- **Assigned task**:
The full set of entries is to be returned word for word.

- **Study material**:
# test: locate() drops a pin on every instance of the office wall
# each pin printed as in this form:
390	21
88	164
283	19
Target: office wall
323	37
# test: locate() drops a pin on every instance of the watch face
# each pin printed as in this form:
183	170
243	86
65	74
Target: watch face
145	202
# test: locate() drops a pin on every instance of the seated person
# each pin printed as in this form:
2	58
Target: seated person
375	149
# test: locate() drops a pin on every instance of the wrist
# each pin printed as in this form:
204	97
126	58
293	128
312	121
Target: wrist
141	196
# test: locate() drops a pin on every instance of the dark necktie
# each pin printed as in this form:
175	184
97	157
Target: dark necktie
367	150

- **Output for this task**:
# test: locate() drops a pin on every instance of the office wall
# each pin printed as in this form:
390	21
88	164
283	19
Target: office wall
323	37
# test: locate() drops a pin on every instance of the watch face
# each pin printed as in this form:
183	170
243	86
65	74
Target: watch face
145	202
# test: locate() drops a pin on every instance of the seated person
# each pin printed as in this form:
2	58
Target: seated person
375	149
# test: locate() drops a pin on every instance of the wrist
# each pin printed as in this form:
204	97
126	58
293	128
312	121
Target: wrist
141	196
# test: locate() drops a pin on every instance of the dark necktie
# each pin printed as in this form:
175	184
97	157
Target: dark necktie
367	150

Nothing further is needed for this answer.